* _Bronfragment_:
______

If the session logs contain nothing worth persisting, respond with NO_REPLY.

Dit draait op de achtergrond. De onderliggende opslag is een SQLite-database op ~/.grok/memory/index.sqlite met FTS5-sleutelwoordzoeken plus een optionele vector KNN over chunkembeddings — ze leveren bm25 en een embeddingpipeline rechtstreeks in-process, geen externe vector DB.

Compactie

Wanneer de context vol raakt:

Your task is to create a detailed summary of the conversation so far, paying close attention to the user’s explicit requests and your previous actions.
IMPORTANT: Do NOT use any tools. You MUST respond with ONLY the <summary>...</summary> block as your text output.

En bij hervatting:

Continue the conversation from where it left off without asking the user any further questions. Resume directly - do not acknowledge the summary, do not recap what was happening, do not preface with “I’ll continue” or similar.

De regel “erken de samenvatting niet” is er een die veel agents fout doen — Grok Build is er expliciet over.

Planmodus

Planmodus is een gestructureerde alleen-lezen fase. De herinnering die in elke beurt wordt ingespoten terwijl het actief is:

Plan mode is active. The user indicated that they do not want you to execute yet – you MUST NOT make any edits (with the exception of the plan file mentioned below), run any non-readonly tools (including changing configs or making commits), or otherwise make any changes to the system. This supersedes any other instructions you have received.

______

* _Aangeleverde records_:
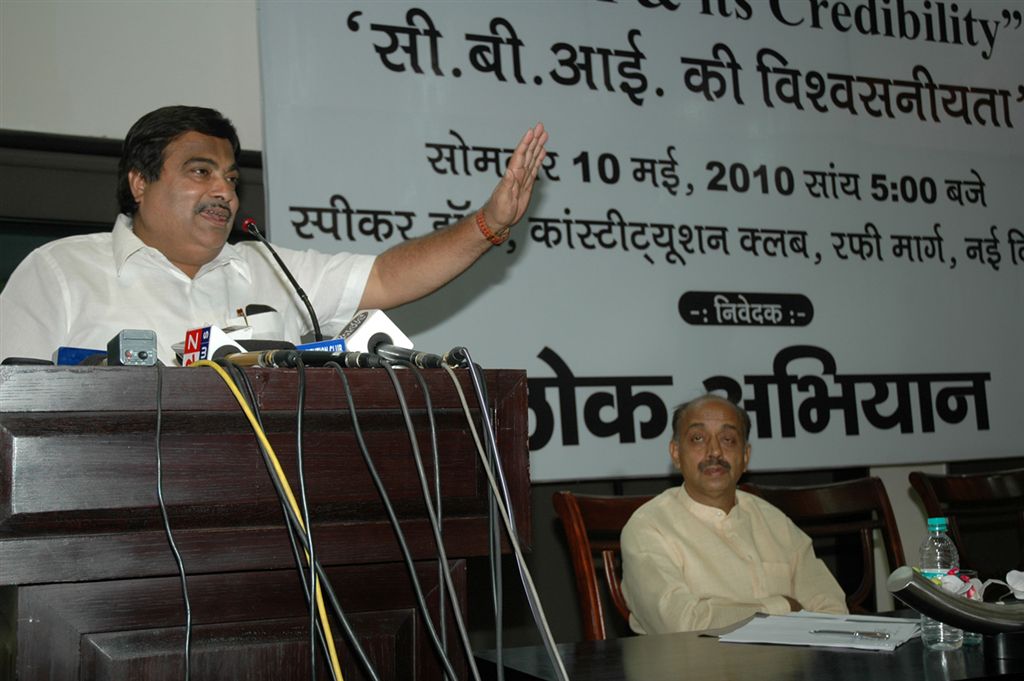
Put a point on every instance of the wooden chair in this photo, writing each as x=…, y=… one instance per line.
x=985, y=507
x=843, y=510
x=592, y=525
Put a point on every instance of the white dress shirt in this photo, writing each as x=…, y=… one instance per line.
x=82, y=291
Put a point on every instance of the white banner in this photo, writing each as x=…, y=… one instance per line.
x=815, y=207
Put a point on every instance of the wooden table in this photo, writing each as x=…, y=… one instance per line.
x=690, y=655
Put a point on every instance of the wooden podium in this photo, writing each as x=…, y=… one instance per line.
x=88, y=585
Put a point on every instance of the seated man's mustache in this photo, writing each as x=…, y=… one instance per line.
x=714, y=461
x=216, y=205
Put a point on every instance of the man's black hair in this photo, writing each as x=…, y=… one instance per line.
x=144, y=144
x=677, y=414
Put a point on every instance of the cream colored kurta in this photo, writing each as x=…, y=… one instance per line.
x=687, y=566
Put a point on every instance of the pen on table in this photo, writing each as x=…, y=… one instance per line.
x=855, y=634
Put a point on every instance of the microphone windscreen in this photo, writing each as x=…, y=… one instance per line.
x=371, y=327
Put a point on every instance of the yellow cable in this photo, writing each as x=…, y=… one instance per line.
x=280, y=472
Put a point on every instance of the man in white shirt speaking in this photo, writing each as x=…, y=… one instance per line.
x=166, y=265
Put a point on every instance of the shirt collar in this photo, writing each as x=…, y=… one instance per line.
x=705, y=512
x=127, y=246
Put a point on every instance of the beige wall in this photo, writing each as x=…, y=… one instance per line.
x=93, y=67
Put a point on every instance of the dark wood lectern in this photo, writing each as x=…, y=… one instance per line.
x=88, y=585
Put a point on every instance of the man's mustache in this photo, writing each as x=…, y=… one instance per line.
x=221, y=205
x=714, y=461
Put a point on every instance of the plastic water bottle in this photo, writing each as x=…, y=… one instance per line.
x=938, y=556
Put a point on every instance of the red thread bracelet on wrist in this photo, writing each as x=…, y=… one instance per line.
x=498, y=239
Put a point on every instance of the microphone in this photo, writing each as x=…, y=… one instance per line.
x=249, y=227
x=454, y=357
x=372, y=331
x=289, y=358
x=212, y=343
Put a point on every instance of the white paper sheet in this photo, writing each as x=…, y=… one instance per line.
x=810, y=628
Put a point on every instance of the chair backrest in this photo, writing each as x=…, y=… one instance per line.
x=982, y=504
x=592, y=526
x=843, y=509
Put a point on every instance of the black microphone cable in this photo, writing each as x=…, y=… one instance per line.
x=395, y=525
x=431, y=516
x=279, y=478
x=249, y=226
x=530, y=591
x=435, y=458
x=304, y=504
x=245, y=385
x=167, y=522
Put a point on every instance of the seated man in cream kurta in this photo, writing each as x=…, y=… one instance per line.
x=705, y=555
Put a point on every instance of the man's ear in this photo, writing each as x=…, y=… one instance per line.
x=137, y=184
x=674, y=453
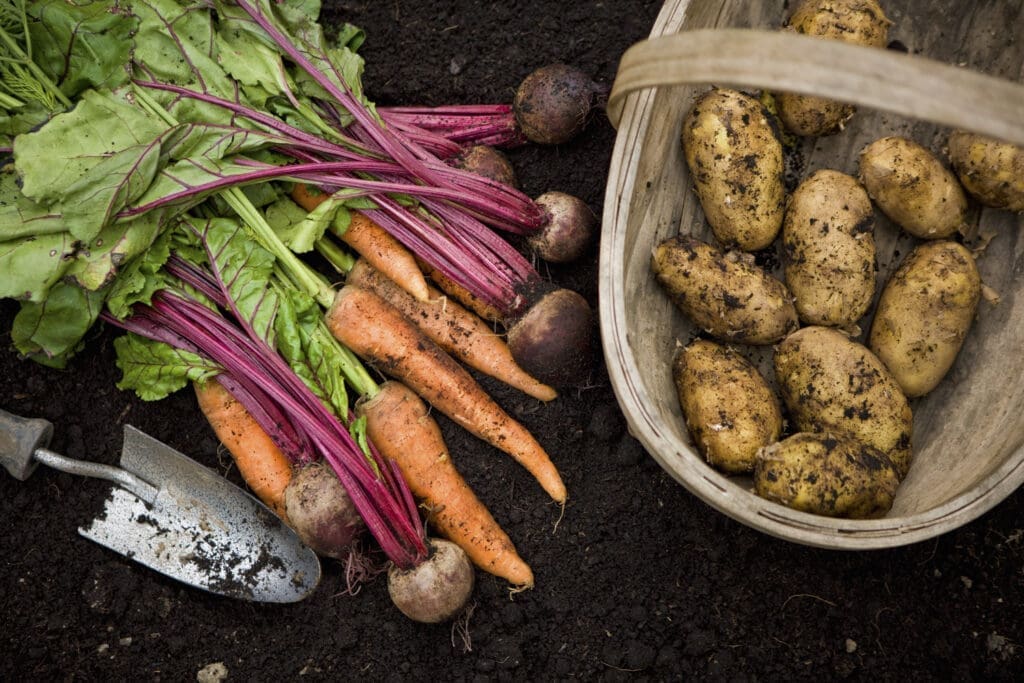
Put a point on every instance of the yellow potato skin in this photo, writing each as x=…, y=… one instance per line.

______

* _Jouw opdracht_: Zet de alinea in het bronfragment die begint met „Dit draait op de achtergrond” om in een korte opsomming en behoud daarbij de belangrijkste feiten.

* _Ruimte voor antwoord_:
- Het proces draait op de achtergrond.
- De opslag is een SQLite-database op ~/.grok/memory/index.sqlite.
- Zoeken gebeurt op sleutelwoorden met FTS5, met daarnaast een optionele vector KNN over chunkembeddings.
- bm25 en een embeddingpipeline worden rechtstreeks in-process geleverd.
- Er is geen externe vector DB.